Cancer care deficiencies outlined
Concerns which led to 15 Northern Ireland cancer patients receiving late diagnoses should have been addressed sooner, the Health Minister has admitted.
Edwin Poots listed serious deficiencies in the quality of care provided by the Royal Dental Hospital and the Belfast Health Trust. Poor record-keeping and a failure to act quickly enough contributed to the problem.
The minister outlined details of an independent inquiry into the oral medicine service at the Assembly.
"The inquiry concluded that there were serious deficiencies in the quality of care provided by the oral medicine department of the Dental Hospital and Belfast Health and Social Care Trust to the patients recalled for review, which may have impacted adversely on the health of some of them to a significant degree and certainly had the potential to do so," he said.
He added: "I do not doubt that during this time, a number of individuals in dealing with the complex situation believed that they were doing the right thing.
"The inquiry has, however, clearly found that there were serious failings in the care provided, communication and the timeliness and ultimately the effectiveness of the action taken."

Complete the following ::
A. Answer these from the article on cancer care deficiencies:
(i) How many Northern Ireland cancer patients received late diagnoses?
(ii) Which two bodies did Edwin Poots name as providing deficient care?
(iii) According to the inquiry, which department of the Dental Hospital provided deficient care?
B. Extend the article on cancer care deficiencies, picking up after the minister's final quoted statement.

Recorded data ::

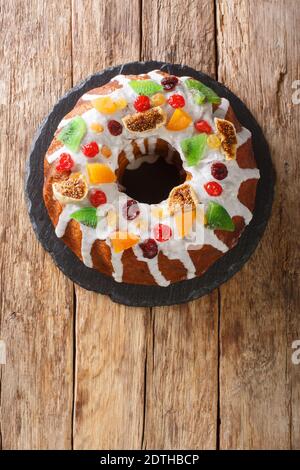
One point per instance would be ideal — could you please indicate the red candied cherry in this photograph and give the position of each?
(176, 101)
(114, 127)
(219, 171)
(213, 189)
(131, 209)
(203, 126)
(169, 83)
(162, 232)
(97, 197)
(149, 248)
(142, 103)
(65, 162)
(90, 150)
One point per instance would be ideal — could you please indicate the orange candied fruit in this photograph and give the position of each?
(121, 103)
(122, 240)
(105, 151)
(105, 105)
(100, 173)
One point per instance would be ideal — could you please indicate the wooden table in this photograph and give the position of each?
(82, 372)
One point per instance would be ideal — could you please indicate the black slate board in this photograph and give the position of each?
(135, 295)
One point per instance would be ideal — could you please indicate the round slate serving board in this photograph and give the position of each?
(136, 295)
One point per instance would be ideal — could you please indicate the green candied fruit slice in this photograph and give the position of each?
(193, 148)
(209, 94)
(145, 87)
(73, 133)
(218, 218)
(86, 216)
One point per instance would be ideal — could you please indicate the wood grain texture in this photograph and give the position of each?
(36, 298)
(182, 351)
(110, 339)
(259, 385)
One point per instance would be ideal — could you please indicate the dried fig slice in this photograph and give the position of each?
(73, 189)
(182, 197)
(227, 135)
(145, 121)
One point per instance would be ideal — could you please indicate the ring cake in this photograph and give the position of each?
(133, 122)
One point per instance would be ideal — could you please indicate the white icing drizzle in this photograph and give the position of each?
(174, 248)
(153, 267)
(181, 255)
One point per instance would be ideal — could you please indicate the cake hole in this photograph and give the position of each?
(150, 178)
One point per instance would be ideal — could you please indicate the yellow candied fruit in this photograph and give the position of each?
(105, 105)
(96, 127)
(201, 216)
(184, 222)
(142, 224)
(105, 151)
(121, 241)
(158, 99)
(213, 141)
(179, 120)
(121, 103)
(100, 173)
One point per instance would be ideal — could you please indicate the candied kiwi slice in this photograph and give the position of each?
(193, 148)
(145, 87)
(218, 217)
(86, 216)
(72, 134)
(200, 89)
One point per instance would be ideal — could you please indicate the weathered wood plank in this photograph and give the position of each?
(36, 298)
(257, 43)
(110, 339)
(182, 348)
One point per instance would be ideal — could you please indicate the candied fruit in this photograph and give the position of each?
(184, 222)
(100, 173)
(121, 241)
(158, 99)
(179, 120)
(106, 151)
(213, 141)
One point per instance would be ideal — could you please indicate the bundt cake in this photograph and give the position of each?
(133, 122)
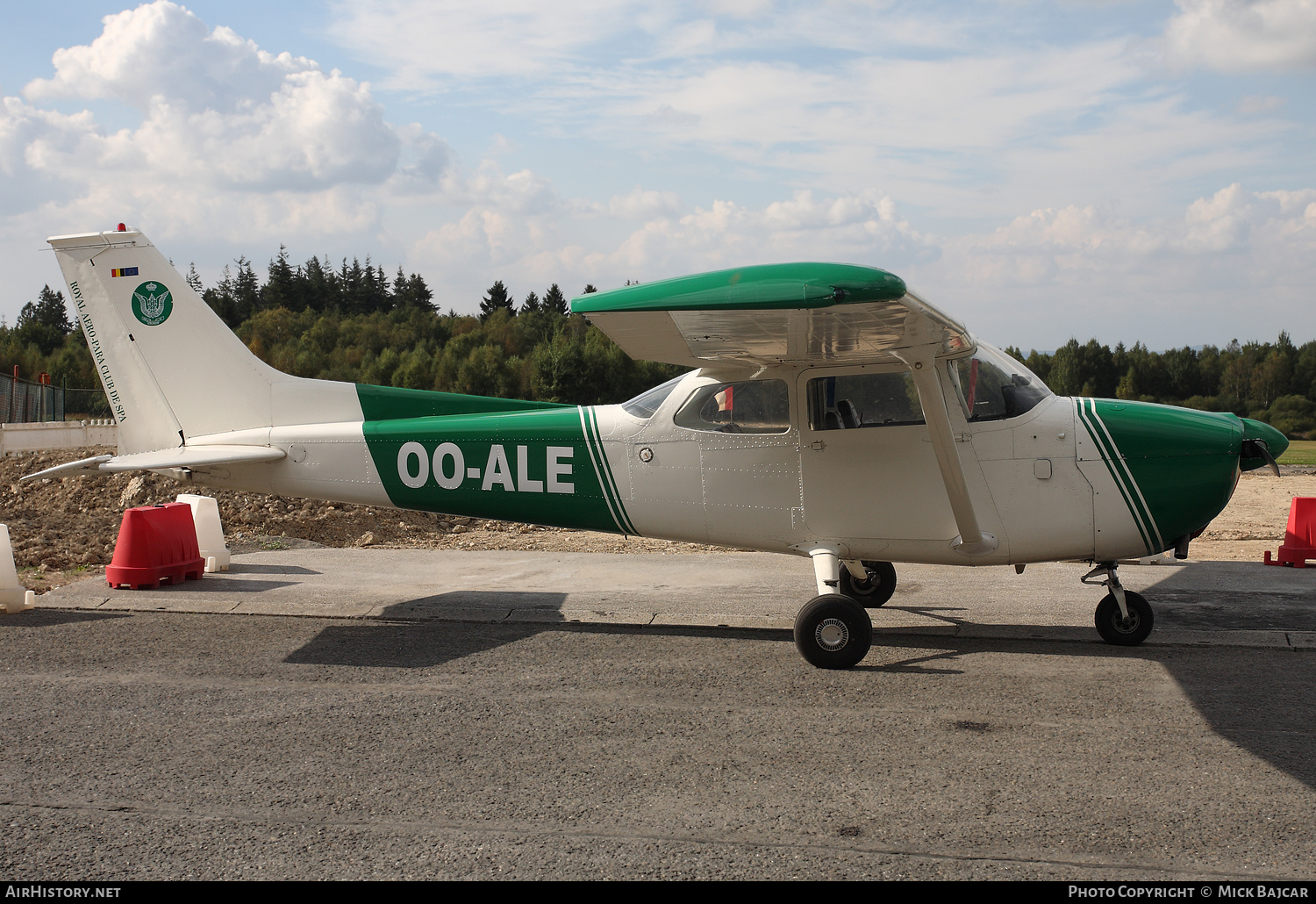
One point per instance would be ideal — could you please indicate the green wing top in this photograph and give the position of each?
(792, 313)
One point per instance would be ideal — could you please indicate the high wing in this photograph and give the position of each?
(799, 315)
(782, 313)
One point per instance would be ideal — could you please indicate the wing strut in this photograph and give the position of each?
(923, 366)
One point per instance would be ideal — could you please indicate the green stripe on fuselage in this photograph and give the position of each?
(1113, 463)
(387, 403)
(532, 466)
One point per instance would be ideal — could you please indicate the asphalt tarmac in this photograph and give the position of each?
(384, 714)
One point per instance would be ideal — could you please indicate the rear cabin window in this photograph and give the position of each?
(749, 407)
(647, 403)
(861, 400)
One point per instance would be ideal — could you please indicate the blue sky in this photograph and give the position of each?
(1137, 171)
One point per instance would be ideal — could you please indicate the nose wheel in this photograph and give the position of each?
(1123, 617)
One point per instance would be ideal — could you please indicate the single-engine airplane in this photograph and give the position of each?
(833, 415)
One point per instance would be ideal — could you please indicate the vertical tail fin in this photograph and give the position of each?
(171, 369)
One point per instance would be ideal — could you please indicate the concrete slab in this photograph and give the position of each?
(1232, 603)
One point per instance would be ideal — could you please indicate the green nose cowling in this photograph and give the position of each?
(1276, 442)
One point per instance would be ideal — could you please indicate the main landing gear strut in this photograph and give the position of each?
(1123, 617)
(833, 629)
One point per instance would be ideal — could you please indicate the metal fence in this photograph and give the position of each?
(23, 402)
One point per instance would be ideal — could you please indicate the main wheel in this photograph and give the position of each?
(833, 632)
(873, 592)
(1115, 628)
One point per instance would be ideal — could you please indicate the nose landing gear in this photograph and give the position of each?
(833, 630)
(1123, 617)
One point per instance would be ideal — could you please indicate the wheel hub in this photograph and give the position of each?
(1126, 625)
(832, 635)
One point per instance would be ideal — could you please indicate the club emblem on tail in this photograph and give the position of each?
(152, 303)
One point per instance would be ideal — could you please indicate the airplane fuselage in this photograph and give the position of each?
(1069, 479)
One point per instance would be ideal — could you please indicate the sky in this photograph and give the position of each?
(1129, 171)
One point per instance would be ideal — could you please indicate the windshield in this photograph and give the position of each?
(992, 386)
(647, 403)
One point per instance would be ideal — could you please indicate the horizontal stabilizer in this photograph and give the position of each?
(190, 456)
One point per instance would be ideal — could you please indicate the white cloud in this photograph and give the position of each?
(162, 50)
(1244, 34)
(252, 142)
(1234, 263)
(560, 248)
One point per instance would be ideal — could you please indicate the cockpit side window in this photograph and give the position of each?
(860, 400)
(747, 407)
(992, 386)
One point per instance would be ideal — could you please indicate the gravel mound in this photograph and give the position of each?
(63, 529)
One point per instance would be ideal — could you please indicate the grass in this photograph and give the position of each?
(1300, 452)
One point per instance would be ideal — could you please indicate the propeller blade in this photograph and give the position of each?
(1257, 449)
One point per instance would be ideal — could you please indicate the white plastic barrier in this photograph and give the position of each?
(13, 596)
(210, 532)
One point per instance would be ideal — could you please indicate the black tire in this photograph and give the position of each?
(833, 632)
(873, 592)
(1115, 629)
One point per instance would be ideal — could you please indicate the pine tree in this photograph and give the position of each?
(554, 302)
(44, 324)
(278, 290)
(497, 299)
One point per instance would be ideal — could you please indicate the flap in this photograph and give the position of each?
(789, 313)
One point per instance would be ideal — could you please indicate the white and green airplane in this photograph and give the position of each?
(833, 415)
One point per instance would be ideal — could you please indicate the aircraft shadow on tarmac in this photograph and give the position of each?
(1260, 700)
(1181, 600)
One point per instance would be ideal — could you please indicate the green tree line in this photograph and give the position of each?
(357, 324)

Exercise results ::
A.
(i) 15
(ii) The Royal Dental Hospital and the Belfast Health Trust
(iii) The oral medicine department

B.
Previous health minister Michael McGimpsey apologised for the failings, which emerged after the review of a consultant's work. Professor Philip Lamey has been removed from his post.
The trust has identified concerns over 22 patients, 15 of whom had cancer.
Alarm was first raised about the consultant's work in late 2009 when it emerged that six patients with oral cancer had potentially received a late diagnosis. At this stage the Belfast Trust decided to supervise the professor's work pending a review.
Subsequent investigations identified concerns with a total of 22 patients (15 of whom had oral cancer) and four have died, possibly because of oral cancer. It is not known whether the late diagnosis contributed to their deaths.